--- REQUEST 1 ---
Return the stretch of the listing from its very start through the line containing "108), (422, 109)]", copied character for character.

--- TEXT EXTRACT ---
Murilo Milani Rua (; born May 22, 1980), also known as Ninja, is a Brazilian retired mixed martial artist. He is the older brother of former UFC Light Heavyweight Champion Mauricio Rua. He was the inaugural EliteXC Middleweight Champion and also competed in Pride Fighting Championships.

Mixed martial arts career

Rua started his career at Chute Boxe Academy in Curitiba, Brazil, a Muay Thai training group which has produced champions like Wanderlei Silva. Ninja's first foray into MMA was with Brazilian-based Meca World Vale Tudo, where he amassed an impressive 5–0–1 record before signing with Pride Fighting Championships.

Ninja made his PRIDE debut against Daijiro Matsui in September 2001, which he won via referee stoppage after repeated kicks and stomps. After losing a close decision to Dan Henderson, Rua went on to defeat Alex Andrade, and Alexander Otsuka. Rua was scheduled to fight for the Meca Middleweight (205 lb) title vs Jorge Navalhada, but was injured, and could not fight for the title. After returning from injury, he defeated Mario Sperry, and this fueled beginning of the long lasting rivalry between Chute Boxe and Brazilian Top Team. Rua lost to Ricardo Arona in a close battle of attrition, and Sergei Kharitonov in the Pride Total Elimination 2004, where he fought as a heavyweight, suffering a brutal knockout loss.

At Pride 29, Rua faced Quinton Jackson. Rua lost the fight by split decision which was controversial. Jackson was noticeably confused with the result and attempted to offer the winner's trophy to Rua following the decision. Commentators such as Mauro Ranallo and Bas Rutten, who were present at the bout, also have stated that they thought Rua had won the fight.

[Labeled-object pointing entries]
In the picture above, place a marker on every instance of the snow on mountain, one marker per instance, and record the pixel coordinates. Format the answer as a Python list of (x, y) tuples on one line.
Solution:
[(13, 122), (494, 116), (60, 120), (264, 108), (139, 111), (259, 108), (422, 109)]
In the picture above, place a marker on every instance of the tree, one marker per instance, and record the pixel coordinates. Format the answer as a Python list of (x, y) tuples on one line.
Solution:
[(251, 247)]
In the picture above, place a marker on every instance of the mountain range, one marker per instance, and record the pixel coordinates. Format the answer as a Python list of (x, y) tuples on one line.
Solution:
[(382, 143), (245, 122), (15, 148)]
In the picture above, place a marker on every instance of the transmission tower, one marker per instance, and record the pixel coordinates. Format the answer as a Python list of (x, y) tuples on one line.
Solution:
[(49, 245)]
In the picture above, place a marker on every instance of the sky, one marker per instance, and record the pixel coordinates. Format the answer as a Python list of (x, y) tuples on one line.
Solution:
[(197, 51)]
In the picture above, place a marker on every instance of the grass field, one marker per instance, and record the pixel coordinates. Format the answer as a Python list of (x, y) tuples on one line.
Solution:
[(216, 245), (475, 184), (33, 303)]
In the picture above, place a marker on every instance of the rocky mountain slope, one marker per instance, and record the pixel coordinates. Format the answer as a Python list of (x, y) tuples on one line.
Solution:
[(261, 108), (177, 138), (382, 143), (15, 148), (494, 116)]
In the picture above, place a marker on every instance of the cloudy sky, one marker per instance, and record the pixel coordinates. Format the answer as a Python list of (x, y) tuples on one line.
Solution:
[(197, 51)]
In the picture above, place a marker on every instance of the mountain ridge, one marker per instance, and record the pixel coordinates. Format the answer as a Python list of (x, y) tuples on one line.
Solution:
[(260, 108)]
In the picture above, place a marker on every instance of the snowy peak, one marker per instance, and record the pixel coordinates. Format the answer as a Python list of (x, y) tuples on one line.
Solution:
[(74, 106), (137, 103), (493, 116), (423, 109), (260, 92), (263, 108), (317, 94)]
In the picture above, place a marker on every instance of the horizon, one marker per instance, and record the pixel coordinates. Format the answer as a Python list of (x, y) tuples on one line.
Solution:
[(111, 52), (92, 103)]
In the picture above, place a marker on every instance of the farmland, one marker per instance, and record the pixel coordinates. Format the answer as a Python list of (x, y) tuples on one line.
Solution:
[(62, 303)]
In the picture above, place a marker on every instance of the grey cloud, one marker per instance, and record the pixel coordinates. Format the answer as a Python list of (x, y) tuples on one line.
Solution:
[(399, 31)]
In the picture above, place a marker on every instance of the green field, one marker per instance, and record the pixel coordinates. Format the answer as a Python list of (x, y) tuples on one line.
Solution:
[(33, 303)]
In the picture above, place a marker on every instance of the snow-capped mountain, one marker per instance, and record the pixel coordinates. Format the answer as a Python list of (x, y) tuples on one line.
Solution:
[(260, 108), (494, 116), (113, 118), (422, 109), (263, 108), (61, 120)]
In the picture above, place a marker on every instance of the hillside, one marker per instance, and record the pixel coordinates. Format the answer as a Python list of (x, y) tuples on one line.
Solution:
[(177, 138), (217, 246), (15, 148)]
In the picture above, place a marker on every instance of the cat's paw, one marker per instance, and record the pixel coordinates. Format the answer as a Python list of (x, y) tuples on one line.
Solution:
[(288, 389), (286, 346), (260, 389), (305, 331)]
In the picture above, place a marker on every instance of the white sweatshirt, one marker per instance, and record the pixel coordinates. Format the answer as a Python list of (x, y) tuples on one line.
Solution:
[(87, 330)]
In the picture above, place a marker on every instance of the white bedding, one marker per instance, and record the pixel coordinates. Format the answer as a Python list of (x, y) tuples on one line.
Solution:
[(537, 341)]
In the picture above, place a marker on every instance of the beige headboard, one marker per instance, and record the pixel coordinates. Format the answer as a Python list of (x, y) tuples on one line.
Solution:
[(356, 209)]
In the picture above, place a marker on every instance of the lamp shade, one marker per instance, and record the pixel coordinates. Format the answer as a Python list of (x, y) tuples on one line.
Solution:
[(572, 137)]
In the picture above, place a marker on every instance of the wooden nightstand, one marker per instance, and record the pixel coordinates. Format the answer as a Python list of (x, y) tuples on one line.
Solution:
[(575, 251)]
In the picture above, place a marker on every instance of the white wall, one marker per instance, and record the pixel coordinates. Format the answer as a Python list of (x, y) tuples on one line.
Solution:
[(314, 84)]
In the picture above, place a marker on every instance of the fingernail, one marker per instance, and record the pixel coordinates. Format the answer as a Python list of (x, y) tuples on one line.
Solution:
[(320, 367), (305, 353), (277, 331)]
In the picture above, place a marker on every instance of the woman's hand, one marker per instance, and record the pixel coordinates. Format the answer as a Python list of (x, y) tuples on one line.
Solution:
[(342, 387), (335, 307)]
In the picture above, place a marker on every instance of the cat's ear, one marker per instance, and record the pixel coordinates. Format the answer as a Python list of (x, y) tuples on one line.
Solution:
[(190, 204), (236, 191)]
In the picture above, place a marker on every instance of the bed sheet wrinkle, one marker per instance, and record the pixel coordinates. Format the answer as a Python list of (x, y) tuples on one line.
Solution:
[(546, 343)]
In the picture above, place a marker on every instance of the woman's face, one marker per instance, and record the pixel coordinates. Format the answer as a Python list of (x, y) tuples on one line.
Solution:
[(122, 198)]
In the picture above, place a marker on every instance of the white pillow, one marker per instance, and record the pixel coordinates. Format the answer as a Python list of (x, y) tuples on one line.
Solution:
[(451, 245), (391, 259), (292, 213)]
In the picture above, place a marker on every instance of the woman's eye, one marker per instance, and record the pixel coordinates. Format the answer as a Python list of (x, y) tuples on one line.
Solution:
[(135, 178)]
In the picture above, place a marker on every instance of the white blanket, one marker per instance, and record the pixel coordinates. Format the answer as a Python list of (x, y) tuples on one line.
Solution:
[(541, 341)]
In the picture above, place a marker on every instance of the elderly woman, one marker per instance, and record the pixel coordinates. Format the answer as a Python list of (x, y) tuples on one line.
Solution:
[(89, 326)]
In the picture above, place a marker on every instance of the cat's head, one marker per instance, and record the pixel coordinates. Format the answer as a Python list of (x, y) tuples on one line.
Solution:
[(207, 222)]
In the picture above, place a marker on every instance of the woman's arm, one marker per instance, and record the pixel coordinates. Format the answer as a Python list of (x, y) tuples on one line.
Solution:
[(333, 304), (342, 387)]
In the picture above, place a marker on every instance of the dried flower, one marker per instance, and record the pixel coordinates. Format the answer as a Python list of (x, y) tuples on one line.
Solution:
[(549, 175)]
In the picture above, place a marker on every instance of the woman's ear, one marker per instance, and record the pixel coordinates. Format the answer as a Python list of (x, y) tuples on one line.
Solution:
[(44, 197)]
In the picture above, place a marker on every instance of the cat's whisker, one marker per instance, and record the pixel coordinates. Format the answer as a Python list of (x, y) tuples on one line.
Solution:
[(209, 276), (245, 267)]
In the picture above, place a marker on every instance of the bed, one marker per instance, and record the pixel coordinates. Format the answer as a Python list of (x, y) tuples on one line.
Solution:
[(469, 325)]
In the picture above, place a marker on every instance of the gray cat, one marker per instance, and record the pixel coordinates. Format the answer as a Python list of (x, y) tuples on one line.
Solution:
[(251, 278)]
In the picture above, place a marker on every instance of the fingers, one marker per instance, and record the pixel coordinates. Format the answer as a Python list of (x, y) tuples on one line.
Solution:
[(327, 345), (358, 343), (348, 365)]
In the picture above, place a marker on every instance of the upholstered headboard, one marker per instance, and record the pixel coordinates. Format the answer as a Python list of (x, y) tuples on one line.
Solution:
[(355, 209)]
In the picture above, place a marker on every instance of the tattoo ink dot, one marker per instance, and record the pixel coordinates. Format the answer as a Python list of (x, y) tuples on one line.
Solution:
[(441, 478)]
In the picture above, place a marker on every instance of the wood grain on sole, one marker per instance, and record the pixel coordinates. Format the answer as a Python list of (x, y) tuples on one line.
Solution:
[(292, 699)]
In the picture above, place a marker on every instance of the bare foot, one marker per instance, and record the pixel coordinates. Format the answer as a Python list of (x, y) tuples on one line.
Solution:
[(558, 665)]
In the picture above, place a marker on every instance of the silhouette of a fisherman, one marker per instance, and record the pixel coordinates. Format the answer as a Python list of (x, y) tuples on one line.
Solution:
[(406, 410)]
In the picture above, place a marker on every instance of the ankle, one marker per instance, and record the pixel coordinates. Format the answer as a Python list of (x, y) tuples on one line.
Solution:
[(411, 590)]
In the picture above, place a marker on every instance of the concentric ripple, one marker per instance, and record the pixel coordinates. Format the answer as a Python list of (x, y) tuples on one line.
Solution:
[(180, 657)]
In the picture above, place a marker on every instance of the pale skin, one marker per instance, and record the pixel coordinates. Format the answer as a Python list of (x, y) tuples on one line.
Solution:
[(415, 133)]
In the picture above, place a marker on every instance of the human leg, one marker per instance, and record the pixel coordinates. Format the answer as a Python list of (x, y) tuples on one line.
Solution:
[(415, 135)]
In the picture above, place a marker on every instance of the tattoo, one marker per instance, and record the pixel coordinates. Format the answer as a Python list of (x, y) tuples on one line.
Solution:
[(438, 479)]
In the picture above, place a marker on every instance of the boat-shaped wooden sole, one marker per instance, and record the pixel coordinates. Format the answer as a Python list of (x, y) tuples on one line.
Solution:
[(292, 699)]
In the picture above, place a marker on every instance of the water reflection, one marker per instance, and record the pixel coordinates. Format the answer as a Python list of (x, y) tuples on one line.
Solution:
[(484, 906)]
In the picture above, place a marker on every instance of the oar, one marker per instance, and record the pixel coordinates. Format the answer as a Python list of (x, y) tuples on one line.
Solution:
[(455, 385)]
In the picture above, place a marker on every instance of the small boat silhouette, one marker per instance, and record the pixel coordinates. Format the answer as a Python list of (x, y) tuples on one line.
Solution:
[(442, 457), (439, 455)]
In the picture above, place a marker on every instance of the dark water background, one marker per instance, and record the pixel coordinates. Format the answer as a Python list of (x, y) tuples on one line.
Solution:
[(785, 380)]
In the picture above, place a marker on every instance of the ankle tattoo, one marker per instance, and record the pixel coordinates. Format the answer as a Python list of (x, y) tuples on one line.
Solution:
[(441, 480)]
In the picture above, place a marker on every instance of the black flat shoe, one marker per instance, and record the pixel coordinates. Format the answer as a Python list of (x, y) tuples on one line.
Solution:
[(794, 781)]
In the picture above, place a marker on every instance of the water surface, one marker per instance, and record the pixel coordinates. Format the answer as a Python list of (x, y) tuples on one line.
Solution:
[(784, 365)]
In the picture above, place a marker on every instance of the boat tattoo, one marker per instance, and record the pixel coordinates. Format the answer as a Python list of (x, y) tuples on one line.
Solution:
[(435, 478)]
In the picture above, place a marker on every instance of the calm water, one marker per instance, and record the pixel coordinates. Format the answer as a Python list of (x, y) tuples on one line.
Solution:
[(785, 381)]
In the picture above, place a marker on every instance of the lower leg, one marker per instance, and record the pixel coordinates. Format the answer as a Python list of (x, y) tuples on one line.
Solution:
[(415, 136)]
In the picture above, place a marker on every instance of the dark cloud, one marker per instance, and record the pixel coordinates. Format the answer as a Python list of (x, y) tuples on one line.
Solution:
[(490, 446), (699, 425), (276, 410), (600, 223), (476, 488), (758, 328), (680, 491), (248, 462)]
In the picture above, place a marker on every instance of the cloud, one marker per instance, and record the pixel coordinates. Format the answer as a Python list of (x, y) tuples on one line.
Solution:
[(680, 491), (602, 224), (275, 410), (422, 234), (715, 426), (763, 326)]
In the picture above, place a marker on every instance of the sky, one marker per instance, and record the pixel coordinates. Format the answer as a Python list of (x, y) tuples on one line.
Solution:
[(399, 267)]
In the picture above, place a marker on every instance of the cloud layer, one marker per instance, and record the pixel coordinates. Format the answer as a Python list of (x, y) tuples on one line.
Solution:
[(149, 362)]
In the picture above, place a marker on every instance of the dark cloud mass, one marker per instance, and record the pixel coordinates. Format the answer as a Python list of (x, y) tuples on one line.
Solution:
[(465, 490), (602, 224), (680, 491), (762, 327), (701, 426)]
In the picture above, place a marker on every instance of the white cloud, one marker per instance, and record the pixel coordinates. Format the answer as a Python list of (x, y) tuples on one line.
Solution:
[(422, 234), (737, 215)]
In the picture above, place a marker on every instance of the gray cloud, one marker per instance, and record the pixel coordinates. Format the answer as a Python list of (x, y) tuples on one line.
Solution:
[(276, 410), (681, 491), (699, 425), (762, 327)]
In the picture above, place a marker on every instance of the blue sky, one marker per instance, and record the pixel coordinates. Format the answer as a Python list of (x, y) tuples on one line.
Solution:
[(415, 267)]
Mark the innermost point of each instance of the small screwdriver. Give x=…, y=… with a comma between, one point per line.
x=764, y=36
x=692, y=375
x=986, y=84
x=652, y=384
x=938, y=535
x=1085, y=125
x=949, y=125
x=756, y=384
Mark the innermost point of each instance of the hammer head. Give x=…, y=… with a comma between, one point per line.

--- REQUEST 2 ---
Retype the entire text about Murilo Rua word for word, keeping every line as it appears.

--- CORRECT ANSWER 1 ---
In the picture above, place a marker on every instance of the snow on mountain, one marker per instance, and record the pixel coordinates. Format the answer as a Python list of (x, y) tuples on one line.
Solution:
[(13, 122), (494, 116), (60, 120), (264, 108), (139, 111), (259, 108), (422, 109)]

--- CORRECT ANSWER 2 ---
Murilo Milani Rua (; born May 22, 1980), also known as Ninja, is a Brazilian retired mixed martial artist. He is the older brother of former UFC Light Heavyweight Champion Mauricio Rua. He was the inaugural EliteXC Middleweight Champion and also competed in Pride Fighting Championships.

Mixed martial arts career

Rua started his career at Chute Boxe Academy in Curitiba, Brazil, a Muay Thai training group which has produced champions like Wanderlei Silva. Ninja's first foray into MMA was with Brazilian-based Meca World Vale Tudo, where he amassed an impressive 5–0–1 record before signing with Pride Fighting Championships.

Ninja made his PRIDE debut against Daijiro Matsui in September 2001, which he won via referee stoppage after repeated kicks and stomps. After losing a close decision to Dan Henderson, Rua went on to defeat Alex Andrade, and Alexander Otsuka. Rua was scheduled to fight for the Meca Middleweight (205 lb) title vs Jorge Navalhada, but was injured, and could not fight for the title. After returning from injury, he defeated Mario Sperry, and this fueled beginning of the long lasting rivalry between Chute Boxe and Brazilian Top Team. Rua lost to Ricardo Arona in a close battle of attrition, and Sergei Kharitonov in the Pride Total Elimination 2004, where he fought as a heavyweight, suffering a brutal knockout loss.

At Pride 29, Rua faced Quinton Jackson. Rua lost the fight by split decision which was controversial. Jackson was noticeably confused with the result and attempted to offer the winner's trophy to Rua following the decision. Commentators such as Mauro Ranallo and Bas Rutten, who were present at the bout, also have stated that they thought Rua had won the fight.